## The tasks
a. In the passage on nuclear binding energy, what is the mass of a neutral 235U atom?
b. Write out the stretch of the passage on nuclear binding energy from "Think of it" through "at only 0.992 amu-a-pop.".
c. According to the passage on nuclear binding energy, why does a nucleus lose mass after grabbing a passing neutron? Answer in one to three sentences.

## Article
************
To understand this better, consider the fact that a single neutron has a mass of 1.08665 atomic mass units (amu: 1.66×10−27 kg), and a neutral hydrogen atom (one proton plus one electron, minus a trivial amount of electromagnetic binding energy: just 14 parts per billion) has a mass of 1.007825 amu. To make 235U, we take 92 hydrogen atoms, add 143 neutrons, and stir. Without considering nuclear binding energy, the sum would be 236.96 amu. Yet the neutral 235U atom has a mass of 235.044 amu. The “missing” 1.92 amu is the nuclear energy that would be released by building (fusing) this ensemble.

Think of it this way: when a nucleus grabs hold of a passing neutron, the deathly-strong nuclear grip slams the neutron into the nucleus, momentarily giving it kinetic energy. Initially, the nucleus jiggles like jello in an excited state, before releasing this energy (via gamma ray, or fast electron in beta decay, etc.) back to the world. In releasing this energy, its mass must decrement in deference to Einstein’s most famous relation. In this way, every nucleon added (proton or neutron) contributes its direct mass to the nucleus, but then subtracts about 0.008 amu of binding energy, on average—in effect weighing in at only 0.992 amu-a-pop.

Of fundamental importance in appreciating the energy gains inherent in fusion and fission processes is the chart of binding energy per nucleon. The graph below plots the binding energy per nucleon in units of MeV, where 1 MeV = 1.6×10−13 J and is equivalent to 0.00107 amu via E = mc². Or, roughly speaking, 1 MeV is one-thousandth the mass of a single nucleon. The horizontal axis of the plot is the total number of nucleons—protons plus neutrons—in the nucleus.
************
## Supplied material
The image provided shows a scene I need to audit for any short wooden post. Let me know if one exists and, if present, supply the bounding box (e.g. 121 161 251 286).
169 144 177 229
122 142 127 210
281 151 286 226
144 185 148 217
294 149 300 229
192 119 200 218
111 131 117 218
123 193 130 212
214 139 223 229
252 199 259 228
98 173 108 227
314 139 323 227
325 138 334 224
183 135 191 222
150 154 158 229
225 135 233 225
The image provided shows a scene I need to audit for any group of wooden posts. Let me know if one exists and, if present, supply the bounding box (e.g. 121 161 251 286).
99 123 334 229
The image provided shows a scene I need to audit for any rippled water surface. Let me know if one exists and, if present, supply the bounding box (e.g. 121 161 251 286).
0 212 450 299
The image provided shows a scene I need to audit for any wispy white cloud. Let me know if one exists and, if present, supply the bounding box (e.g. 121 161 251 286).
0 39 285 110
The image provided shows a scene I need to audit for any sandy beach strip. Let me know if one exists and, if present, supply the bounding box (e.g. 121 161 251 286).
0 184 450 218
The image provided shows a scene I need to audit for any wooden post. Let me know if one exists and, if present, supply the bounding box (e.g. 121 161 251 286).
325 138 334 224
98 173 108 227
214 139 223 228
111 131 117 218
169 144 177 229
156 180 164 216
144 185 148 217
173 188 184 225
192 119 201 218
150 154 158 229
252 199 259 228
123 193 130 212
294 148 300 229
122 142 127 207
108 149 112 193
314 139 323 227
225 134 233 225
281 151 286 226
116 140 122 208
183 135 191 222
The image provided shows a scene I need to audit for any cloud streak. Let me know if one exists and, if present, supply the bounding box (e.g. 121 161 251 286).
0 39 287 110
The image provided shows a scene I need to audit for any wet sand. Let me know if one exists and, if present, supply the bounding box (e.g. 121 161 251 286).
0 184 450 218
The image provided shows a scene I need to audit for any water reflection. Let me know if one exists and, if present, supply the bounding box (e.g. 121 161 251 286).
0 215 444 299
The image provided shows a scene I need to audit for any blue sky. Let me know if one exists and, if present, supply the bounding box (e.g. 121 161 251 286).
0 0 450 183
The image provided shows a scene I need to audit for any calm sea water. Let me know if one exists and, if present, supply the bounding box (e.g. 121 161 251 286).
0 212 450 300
************
## Task solutions
a. 235.044 amu

b.
Think of it this way: when a nucleus grabs hold of a passing neutron, the deathly-strong nuclear grip slams the neutron into the nucleus, momentarily giving it kinetic energy. Initially, the nucleus jiggles like jello in an excited state, before releasing this energy (via gamma ray, or fast electron in beta decay, etc.) back to the world. In releasing this energy, its mass must decrement in deference to Einstein’s most famous relation. In this way, every nucleon added (proton or neutron) contributes its direct mass to the nucleus, but then subtracts about 0.008 amu of binding energy, on average—in effect weighing in at only 0.992 amu-a-pop.

c. The neutron's capture leaves the nucleus in an excited state, and the nucleus then releases that energy back to the world, for example as a gamma ray or a fast electron in beta decay. Because of Einstein's relation between energy and mass, releasing this energy means the nucleus's mass must go down.